(Point localization data)

- - -

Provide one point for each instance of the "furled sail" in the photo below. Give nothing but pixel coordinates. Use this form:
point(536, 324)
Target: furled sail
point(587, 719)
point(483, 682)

- - -

▶ [WHAT TO WORK ON]
Your answer should contain every entry, transcribed exactly.

▶ [WRITTEN SOLUTION]
Provide one point for each instance of the "furled sail" in the photo below. Give nothing but pixel coordinates. Use this form:
point(536, 324)
Target: furled sail
point(587, 719)
point(483, 682)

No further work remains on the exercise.